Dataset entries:
+--
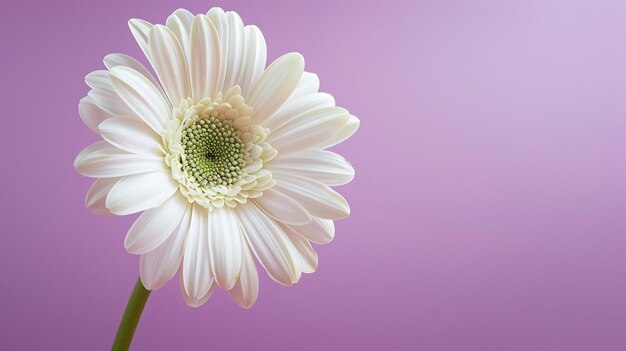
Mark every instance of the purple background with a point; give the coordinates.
(489, 206)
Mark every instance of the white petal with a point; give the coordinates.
(104, 96)
(319, 231)
(275, 85)
(155, 225)
(282, 207)
(342, 134)
(97, 194)
(158, 266)
(254, 60)
(225, 246)
(218, 18)
(204, 63)
(132, 135)
(318, 199)
(269, 243)
(169, 62)
(309, 130)
(142, 96)
(91, 114)
(194, 301)
(102, 160)
(140, 30)
(306, 256)
(246, 290)
(139, 192)
(296, 107)
(324, 166)
(233, 47)
(179, 23)
(308, 84)
(114, 60)
(196, 273)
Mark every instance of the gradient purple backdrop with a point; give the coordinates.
(488, 210)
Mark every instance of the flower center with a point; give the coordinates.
(213, 153)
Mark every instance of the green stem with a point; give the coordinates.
(129, 321)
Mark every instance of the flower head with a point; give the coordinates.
(224, 156)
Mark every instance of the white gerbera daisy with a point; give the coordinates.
(224, 156)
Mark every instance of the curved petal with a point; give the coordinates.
(114, 60)
(342, 134)
(196, 273)
(318, 199)
(102, 160)
(246, 290)
(225, 246)
(235, 50)
(168, 60)
(91, 114)
(194, 301)
(254, 58)
(269, 243)
(282, 208)
(275, 85)
(295, 107)
(155, 225)
(204, 62)
(179, 23)
(132, 135)
(324, 166)
(97, 194)
(159, 266)
(139, 192)
(140, 30)
(142, 96)
(309, 130)
(308, 84)
(319, 231)
(217, 16)
(306, 256)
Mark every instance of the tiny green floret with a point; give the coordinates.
(213, 153)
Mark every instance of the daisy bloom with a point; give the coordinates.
(225, 158)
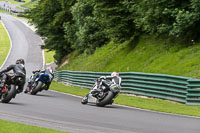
+--
EXERCISE DESCRIPTION
Reproduce the material starting at the line containing "Mark every instance of the flower center" and ending at the end of the material, swapping "point" for "marker" and changing nothing else. Leave the pictures out of the answer.

TASK OUTPUT
Mark every instance of the flower center with a marker; give the coordinates.
(213, 153)
Mark every instance of the green stem with a marker; give the coordinates.
(129, 321)
Mark every instance of the flower head with a marker; give the coordinates.
(224, 156)
Mark every instance of the white gerbera daisy with a marker; give the coordinates.
(224, 156)
Mark every instance of the curved petal with a marker; give the coordinates.
(114, 60)
(342, 134)
(196, 273)
(318, 199)
(102, 160)
(246, 290)
(225, 246)
(235, 50)
(168, 60)
(91, 114)
(194, 301)
(254, 58)
(269, 243)
(282, 208)
(275, 85)
(295, 107)
(155, 225)
(204, 62)
(179, 23)
(132, 135)
(324, 166)
(97, 194)
(159, 266)
(139, 192)
(140, 30)
(142, 96)
(309, 130)
(308, 84)
(319, 231)
(217, 16)
(306, 256)
Mark every instance of the tiny green floret with a marker; give the coordinates.
(213, 153)
Mark every instance of the daisy bloom with a marker; give the coordinates.
(225, 158)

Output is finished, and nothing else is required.